O "laboratório químico" começa a ser montado no governo JK. Logo após a refinaria, instalou-se a Alba (1956), a Companhia Brasileira de Estireno (1957), a Union Carbide (1958) e a Copebrás (1959), todas elas relacionadas com subprodutos do petróleo. Após 1964, o processo de industrialização sem preocupações maiores se acelera. A Cosipa, siderúrgica, é de 1965. Após um curto fôlego, chegaram também os fertilizantes, com a Ultrafértil, em 1970, puxando a fila.

Estas indústrias, na verdade, chegaram primeiro que a população e rapidamente ocuparam os únicos terrenos mais apropriados à urbanização, 18% de planícies e mangues aterrados. Típico da modernização apressada e sem preocupação social, restou à leva de trabalhadores - principalmente migrantes nordestinos - ocupar os "quintais" das fábricas e os mangues.

O atraso social de Cubatão, em contraste com a modernização industrial, refletia-se também em sua vida política. Autônoma em 1833, foi incorporada à cidade de Santos, sua vizinha, apenas oito anos mais tarde, em 1841, e assim permaneceu por mais de um século. Voltou a ganhar estatuto de município apenas em 1949. Em 1968, o Regime Militar transformou-a em área de segurança nacional e Cubatão teve todos os seus prefeitos subseqüentes nomeados.

Dos seus prefeitos, um era sobrinho do ex-presidente Castello Branco (Zadir Castello Branco); outro (Carlos Frederico Soares Campos) era irmão gêmeo do governador biônico do Mato Grosso, e foi retirado do cargo em Cubatão pelo então governador de São Paulo, Paulo Salim Maluf, por corrupção. O seu substituto, o malufista José Passarelli, também nomeado, preocupava-se em "mudar a imagem da cidade", mas a única solução que entrevia para resolver os problemas de poluição era remover a população.

....

Tarefas e exercícios
• a. Devolva, sem qualquer alteração, a passagem do texto sobre Cubatão que se inicia em "Estas indústrias, na" e se encerra em "e os mangues.".
• b. Relacione todas as empresas nomeadas no primeiro parágrafo do texto sobre Cubatão, cada uma com o ano de instalação ali indicado.
• c. Prossiga o texto sobre a industrialização de Cubatão a partir do ponto em que ele termina.

Registros extraídos de uma coleção
....

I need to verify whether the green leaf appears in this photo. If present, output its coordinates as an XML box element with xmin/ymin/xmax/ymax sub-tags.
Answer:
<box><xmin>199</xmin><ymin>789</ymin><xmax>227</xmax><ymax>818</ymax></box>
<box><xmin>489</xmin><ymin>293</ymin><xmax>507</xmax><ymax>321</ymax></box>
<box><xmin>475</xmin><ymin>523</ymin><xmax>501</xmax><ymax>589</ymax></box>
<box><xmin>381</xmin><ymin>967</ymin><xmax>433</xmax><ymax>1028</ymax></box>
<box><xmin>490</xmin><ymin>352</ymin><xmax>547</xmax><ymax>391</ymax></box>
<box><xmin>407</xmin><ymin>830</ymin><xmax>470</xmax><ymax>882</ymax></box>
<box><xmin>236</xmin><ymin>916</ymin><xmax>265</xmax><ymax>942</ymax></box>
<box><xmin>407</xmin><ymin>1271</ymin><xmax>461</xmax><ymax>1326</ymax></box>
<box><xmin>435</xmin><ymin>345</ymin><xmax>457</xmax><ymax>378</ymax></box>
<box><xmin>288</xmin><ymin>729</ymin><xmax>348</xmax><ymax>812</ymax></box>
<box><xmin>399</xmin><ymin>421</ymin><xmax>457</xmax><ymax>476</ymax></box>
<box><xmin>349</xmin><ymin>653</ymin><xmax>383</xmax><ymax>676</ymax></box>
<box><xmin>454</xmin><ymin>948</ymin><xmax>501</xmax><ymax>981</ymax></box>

....

Respostas por tarefa
• a.
Estas indústrias, na verdade, chegaram primeiro que a população e rapidamente ocuparam os únicos terrenos mais apropriados à urbanização, 18% de planícies e mangues aterrados. Típico da modernização apressada e sem preocupação social, restou à leva de trabalhadores - principalmente migrantes nordestinos - ocupar os "quintais" das fábricas e os mangues.

• b.
Alba (1956)
Companhia Brasileira de Estireno (1957)
Union Carbide (1958)
Copebrás (1959)
Cosipa (1965)
Ultrafértil (1970)

• c.
Em junho de 1984, o juiz Décio Leme de Campos rejeitou uma denúncia contra Passarelli por responsabilidade no mais trágico acidente até então ocorrido em Cubatão: o famoso incêndio de Vila Socó, uma das muitas favelas que nasceram à volta do centro industrial. No final de fevereiro desse ano, 700 mil litros de gasolina haviam encontrado uma válvula fechada, em um dos cinco dutos da Petrobrás que passam sob a Vila Socó. A pressão excessiva forçou os canos corroídos pelo combustível e o estouro, em seguida, acabou transformando-se num imenso incêndio que literalmente devorou centenas de barracos. Avaliações não-oficiais apontavam entre 600 e 900 mortos, principalmente com base no número de alunos que deixou depois de comparecer às escolas. o número oficial de mortos era de apenas 93.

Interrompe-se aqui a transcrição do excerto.